**Written exercise**
Return every line of the items below that contains the string "windshield". Case counts.

(Data listing)
———
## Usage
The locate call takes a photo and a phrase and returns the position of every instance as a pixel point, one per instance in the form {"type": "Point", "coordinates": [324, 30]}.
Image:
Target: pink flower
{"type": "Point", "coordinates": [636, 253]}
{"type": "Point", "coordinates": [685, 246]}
———
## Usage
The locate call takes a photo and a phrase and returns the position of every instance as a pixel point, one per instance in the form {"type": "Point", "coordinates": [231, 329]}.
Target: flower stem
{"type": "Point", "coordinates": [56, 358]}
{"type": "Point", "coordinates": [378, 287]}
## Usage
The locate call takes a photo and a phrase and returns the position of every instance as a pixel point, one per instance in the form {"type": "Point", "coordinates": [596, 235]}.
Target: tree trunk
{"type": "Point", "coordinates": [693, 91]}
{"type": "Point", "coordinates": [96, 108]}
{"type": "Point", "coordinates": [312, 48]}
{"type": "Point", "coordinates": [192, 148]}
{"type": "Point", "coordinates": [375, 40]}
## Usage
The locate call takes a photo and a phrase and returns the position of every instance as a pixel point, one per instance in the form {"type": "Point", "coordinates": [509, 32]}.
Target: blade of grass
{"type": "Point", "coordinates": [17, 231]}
———
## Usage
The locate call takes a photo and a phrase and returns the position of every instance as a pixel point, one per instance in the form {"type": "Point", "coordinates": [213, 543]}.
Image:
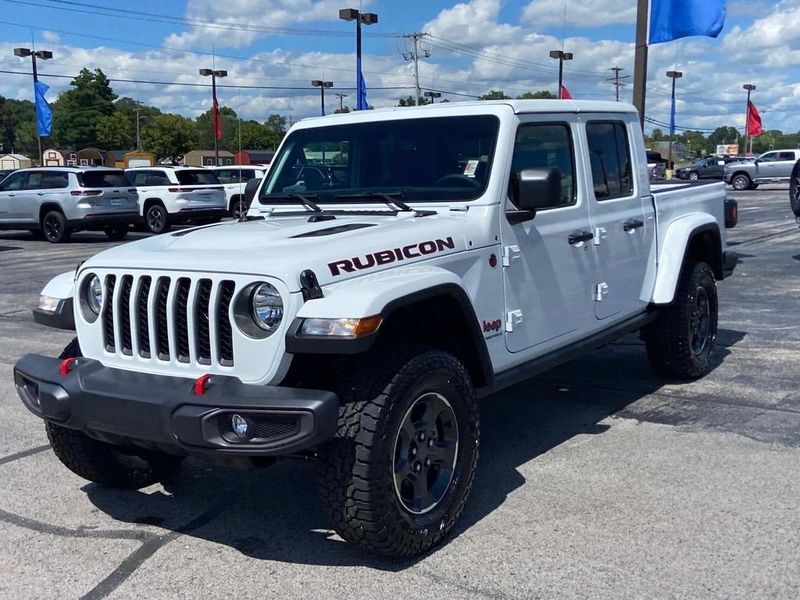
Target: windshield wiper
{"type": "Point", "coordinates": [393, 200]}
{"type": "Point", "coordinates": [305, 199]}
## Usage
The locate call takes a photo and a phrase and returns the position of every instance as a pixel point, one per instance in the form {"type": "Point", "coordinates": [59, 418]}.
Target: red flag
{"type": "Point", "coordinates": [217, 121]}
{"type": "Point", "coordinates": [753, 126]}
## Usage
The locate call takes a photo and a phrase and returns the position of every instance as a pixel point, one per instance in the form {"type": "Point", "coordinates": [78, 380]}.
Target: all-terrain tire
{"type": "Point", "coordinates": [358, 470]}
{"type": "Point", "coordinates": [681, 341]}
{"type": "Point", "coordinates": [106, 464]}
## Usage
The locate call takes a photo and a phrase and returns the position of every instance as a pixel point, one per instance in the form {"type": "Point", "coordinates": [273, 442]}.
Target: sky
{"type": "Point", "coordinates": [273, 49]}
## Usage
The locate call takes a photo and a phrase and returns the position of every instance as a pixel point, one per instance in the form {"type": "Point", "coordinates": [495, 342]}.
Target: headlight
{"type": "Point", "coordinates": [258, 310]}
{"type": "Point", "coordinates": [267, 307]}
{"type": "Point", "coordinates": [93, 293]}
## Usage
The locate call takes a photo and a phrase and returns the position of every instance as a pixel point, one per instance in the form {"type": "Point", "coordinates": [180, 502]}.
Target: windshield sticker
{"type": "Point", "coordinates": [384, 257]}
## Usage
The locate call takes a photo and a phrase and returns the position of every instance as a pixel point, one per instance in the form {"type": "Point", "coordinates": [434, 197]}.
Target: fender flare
———
**Output of the task**
Target: windshield wiper
Target: windshield sticker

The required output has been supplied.